[INSTRUCTION]: Copy the entries below, replacing "visual detection system" with "object localization system" and leaving everything else unchanged.

(A block of data)
** START **
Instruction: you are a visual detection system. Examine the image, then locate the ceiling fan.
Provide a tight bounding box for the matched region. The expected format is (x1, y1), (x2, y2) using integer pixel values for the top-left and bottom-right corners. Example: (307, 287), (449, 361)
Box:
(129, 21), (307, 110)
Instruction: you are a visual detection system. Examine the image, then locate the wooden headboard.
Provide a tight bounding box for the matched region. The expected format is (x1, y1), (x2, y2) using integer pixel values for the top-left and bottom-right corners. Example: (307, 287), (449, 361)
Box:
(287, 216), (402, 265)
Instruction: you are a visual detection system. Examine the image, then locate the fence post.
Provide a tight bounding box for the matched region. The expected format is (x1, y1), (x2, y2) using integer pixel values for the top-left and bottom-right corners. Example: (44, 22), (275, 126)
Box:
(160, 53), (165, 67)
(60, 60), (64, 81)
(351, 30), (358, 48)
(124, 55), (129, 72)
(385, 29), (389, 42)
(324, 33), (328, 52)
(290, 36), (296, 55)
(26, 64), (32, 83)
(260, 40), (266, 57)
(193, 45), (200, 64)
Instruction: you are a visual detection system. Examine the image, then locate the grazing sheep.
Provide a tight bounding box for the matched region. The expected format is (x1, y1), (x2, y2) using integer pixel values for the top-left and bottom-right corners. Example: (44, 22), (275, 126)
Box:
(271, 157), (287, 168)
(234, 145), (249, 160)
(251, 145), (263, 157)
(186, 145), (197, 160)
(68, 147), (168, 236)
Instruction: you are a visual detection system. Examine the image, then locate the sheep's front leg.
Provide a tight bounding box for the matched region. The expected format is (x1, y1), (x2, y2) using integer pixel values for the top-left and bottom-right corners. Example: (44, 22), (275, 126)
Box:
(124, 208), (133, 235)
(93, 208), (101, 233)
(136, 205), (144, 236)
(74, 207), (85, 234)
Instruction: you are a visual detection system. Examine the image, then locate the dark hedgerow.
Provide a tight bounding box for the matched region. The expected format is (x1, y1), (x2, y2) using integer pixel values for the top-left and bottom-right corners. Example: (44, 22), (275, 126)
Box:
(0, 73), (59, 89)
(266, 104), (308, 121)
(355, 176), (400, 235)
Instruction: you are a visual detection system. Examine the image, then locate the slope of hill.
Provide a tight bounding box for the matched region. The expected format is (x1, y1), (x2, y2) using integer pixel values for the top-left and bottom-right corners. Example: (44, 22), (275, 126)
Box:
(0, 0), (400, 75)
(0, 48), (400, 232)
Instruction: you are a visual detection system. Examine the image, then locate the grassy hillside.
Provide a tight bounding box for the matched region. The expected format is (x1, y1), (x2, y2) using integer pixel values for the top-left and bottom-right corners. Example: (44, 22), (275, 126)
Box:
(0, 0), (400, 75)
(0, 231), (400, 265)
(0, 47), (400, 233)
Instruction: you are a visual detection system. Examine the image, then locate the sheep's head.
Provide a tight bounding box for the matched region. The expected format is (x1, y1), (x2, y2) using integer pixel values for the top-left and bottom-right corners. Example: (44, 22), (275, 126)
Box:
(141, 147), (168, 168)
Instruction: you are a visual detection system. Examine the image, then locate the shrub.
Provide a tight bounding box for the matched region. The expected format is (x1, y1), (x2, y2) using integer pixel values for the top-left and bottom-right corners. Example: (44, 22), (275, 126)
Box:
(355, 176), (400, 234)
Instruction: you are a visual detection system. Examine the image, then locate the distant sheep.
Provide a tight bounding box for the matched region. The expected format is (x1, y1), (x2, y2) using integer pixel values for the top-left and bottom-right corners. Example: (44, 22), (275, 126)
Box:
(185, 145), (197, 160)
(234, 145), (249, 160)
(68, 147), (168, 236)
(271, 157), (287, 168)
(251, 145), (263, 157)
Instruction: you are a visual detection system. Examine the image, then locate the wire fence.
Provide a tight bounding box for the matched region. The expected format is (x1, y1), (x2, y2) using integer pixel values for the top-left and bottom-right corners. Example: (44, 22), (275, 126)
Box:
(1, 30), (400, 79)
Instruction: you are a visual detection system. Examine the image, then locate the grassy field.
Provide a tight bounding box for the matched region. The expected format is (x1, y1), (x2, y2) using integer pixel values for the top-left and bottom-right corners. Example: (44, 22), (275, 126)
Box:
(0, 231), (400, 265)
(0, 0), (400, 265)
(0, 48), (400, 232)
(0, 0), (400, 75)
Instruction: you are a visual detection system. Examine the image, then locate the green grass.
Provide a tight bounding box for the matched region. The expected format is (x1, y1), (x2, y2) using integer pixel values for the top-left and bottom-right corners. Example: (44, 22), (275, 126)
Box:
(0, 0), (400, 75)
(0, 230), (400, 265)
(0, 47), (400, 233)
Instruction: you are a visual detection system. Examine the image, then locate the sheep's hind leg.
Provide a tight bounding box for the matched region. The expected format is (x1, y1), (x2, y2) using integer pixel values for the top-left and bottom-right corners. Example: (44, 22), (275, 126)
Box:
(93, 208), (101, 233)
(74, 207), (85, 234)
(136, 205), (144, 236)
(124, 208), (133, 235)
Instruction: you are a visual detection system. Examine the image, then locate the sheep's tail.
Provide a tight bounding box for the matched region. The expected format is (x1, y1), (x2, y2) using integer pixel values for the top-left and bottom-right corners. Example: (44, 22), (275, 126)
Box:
** END **
[SOLUTION]:
Instruction: you are a object localization system. Examine the image, then locate the ceiling fan.
Provide a tight bounding box for the matched region. The expected format is (x1, y1), (x2, y2) using integer pixel values for the top-left and bottom-right corners. Example: (307, 287), (449, 361)
Box:
(129, 21), (307, 110)
Instruction: you are a object localization system. Examine the image, then locate the wooden headboard.
Provide a tight bounding box for the matched region. The expected format is (x1, y1), (x2, y2) using integer pixel values for the top-left and bottom-right corners. Example: (307, 287), (449, 361)
Box:
(287, 216), (402, 265)
Instruction: you are a object localization system. Examine the image, then locate the fence post.
Provide a tight bounding box for the matched region. The expected format is (x1, y1), (x2, y2) using integer pixel values for the top-left and bottom-right corners. Example: (44, 22), (275, 126)
Box:
(160, 53), (165, 67)
(60, 60), (64, 81)
(351, 30), (358, 48)
(124, 55), (129, 72)
(385, 29), (389, 42)
(324, 33), (328, 52)
(290, 36), (296, 55)
(26, 64), (32, 83)
(260, 40), (266, 57)
(193, 45), (200, 64)
Instruction: you are a object localization system. Examine the image, then locate the grazing sheep.
Provide a tight bounding box for the matched region. The expected format is (x1, y1), (x2, y2) using integer pixel values for the top-left and bottom-right corners. Example: (44, 22), (275, 126)
Box:
(271, 157), (287, 168)
(234, 145), (249, 160)
(251, 145), (263, 157)
(186, 145), (197, 160)
(68, 147), (168, 236)
Instruction: you are a object localization system. Examine the image, then locate the sheep's front leg.
Provide a tight bounding box for the matched region. The expected format is (x1, y1), (x2, y2) using integer pixel values for the top-left and bottom-right corners. Example: (44, 22), (275, 126)
Box:
(124, 208), (133, 235)
(93, 208), (101, 233)
(136, 205), (144, 236)
(74, 207), (85, 234)
Instruction: you are a object localization system. Examine the image, then locate the dark hedgerow.
Provide a tight bounding box for the matched region. The expected format is (x1, y1), (x2, y2) using integer pixel values for the top-left and bottom-right corners. Example: (44, 22), (275, 126)
Box:
(0, 73), (59, 89)
(266, 104), (308, 121)
(355, 176), (400, 235)
Instruction: you are a object localization system. Examine the image, then locate the slope of hill.
Provide a tight bounding box for the matched region. The expected format is (x1, y1), (x2, y2) using integer pixel values for the top-left and bottom-right corners. Example: (44, 22), (275, 126)
Box:
(0, 0), (400, 75)
(0, 48), (400, 232)
Instruction: you are a object localization system. Examine the image, then locate the grassy hillside.
Provide a tight bounding box for the matched region. The expected format is (x1, y1), (x2, y2) using integer pixel values for the top-left and bottom-right corners. Example: (44, 22), (275, 126)
Box:
(0, 0), (400, 75)
(0, 231), (400, 265)
(0, 47), (400, 233)
Instruction: you are a object localization system. Examine the image, then locate the sheep's head.
Provide a tight bounding box for the matched region. The expected format is (x1, y1), (x2, y2) using integer pixel values for the top-left and bottom-right corners. Example: (44, 22), (275, 126)
Box:
(141, 147), (168, 168)
Instruction: you are a object localization system. Examine the image, then locate the shrub.
Provide a tight bounding box for the matched region. The expected format is (x1, y1), (x2, y2) using integer pixel values for the top-left and bottom-right corners. Example: (44, 22), (275, 126)
Box:
(355, 176), (400, 234)
Instruction: you are a object localization system. Examine the image, then locate the distant sheep.
Provide a tight bounding box for the matched region. The expected format is (x1, y1), (x2, y2) using integer pixel values for the top-left and bottom-right corners. Example: (44, 22), (275, 126)
Box:
(185, 145), (197, 160)
(234, 145), (249, 160)
(68, 147), (168, 236)
(271, 157), (287, 168)
(251, 145), (263, 157)
Instruction: you are a object localization system. Examine the image, then locate the wire fence.
Provide a tight bounding box for the matched region. The expected format is (x1, y1), (x2, y2) using integer pixel values for the top-left and bottom-right corners. Example: (44, 22), (275, 126)
Box:
(1, 30), (400, 79)
Instruction: you are a object localization system. Examine the image, then locate the grassy field.
Provide a tight bounding box for the matched region. The expected format is (x1, y1), (x2, y2) using integer pixel values for the top-left and bottom-right corners. Example: (44, 22), (275, 126)
Box:
(0, 231), (400, 265)
(0, 0), (400, 265)
(0, 48), (400, 232)
(0, 0), (400, 75)
Instruction: you are a object localization system. Examine the image, then locate the green grass.
Provide a tight bounding box for the matched region. The expected format is (x1, y1), (x2, y2) using integer pixel values for the top-left and bottom-right corners. Example: (44, 22), (275, 126)
Box:
(0, 0), (400, 75)
(0, 230), (400, 265)
(0, 47), (400, 233)
Instruction: you are a object localization system. Examine the image, then locate the sheep's hind leg.
Provide a tight bounding box for the matched region. The expected format is (x1, y1), (x2, y2) using integer pixel values for the top-left and bottom-right corners. Example: (44, 22), (275, 126)
Box:
(93, 208), (101, 233)
(74, 207), (85, 234)
(136, 205), (144, 236)
(124, 208), (133, 235)
Instruction: you are a object localization system. Examine the image, then locate the sheep's tail.
Provide a tight bounding box for the matched region. The expected format is (x1, y1), (x2, y2) using integer pixel values for the top-left and bottom-right corners. Example: (44, 22), (275, 126)
Box:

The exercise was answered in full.